┌─ Passage shown
A quarter of students signed a petition that an organic chemistry class was too hard, and the professor teaching it was fired. The professor, Maitland Jones, had taught organic chemistry for decades, at NYU and Princeton before it. He had also written a widely used textbook on it. Causes cited include MJ being an asshole; COVID educational policies; and a general downward trend in student quality preceding COVID. One thing that isn't mentioned is that NYU adopted an SAT-optional test policy for the class entering in 2020.

This is why educational policies matter at every level. As a cohort degrades in quality, downstream institutions face pressure to adapt curricula and policies to satisfy those students. The next downstream organization then faces the same pressure. If the student was good enough to graduate high school, shouldn't they be good enough to go to college? If a student got into a university, shouldn't they be good enough to pass all their classes? If a student graduated from undergrad, shouldn't they have a shot at doctoral and professional degrees? If they got into med school, shouldn't they be able to graduate? If they got an MD, shouldn't they able to be a practicing surgeon?
└─
Work to complete: Copy the passage about the fired NYU organic chemistry professor word for word, from start to finish.
┌─ Given records
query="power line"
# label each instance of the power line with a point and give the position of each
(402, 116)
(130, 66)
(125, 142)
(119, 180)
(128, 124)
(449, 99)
└─
Output below:
A quarter of students signed a petition that an organic chemistry class was too hard, and the professor teaching it was fired. The professor, Maitland Jones, had taught organic chemistry for decades, at NYU and Princeton before it. He had also written a widely used textbook on it. Causes cited include MJ being an asshole; COVID educational policies; and a general downward trend in student quality preceding COVID. One thing that isn't mentioned is that NYU adopted an SAT-optional test policy for the class entering in 2020.

This is why educational policies matter at every level. As a cohort degrades in quality, downstream institutions face pressure to adapt curricula and policies to satisfy those students. The next downstream organization then faces the same pressure. If the student was good enough to graduate high school, shouldn't they be good enough to go to college? If a student got into a university, shouldn't they be good enough to pass all their classes? If a student graduated from undergrad, shouldn't they have a shot at doctoral and professional degrees? If they got into med school, shouldn't they be able to graduate? If they got an MD, shouldn't they able to be a practicing surgeon?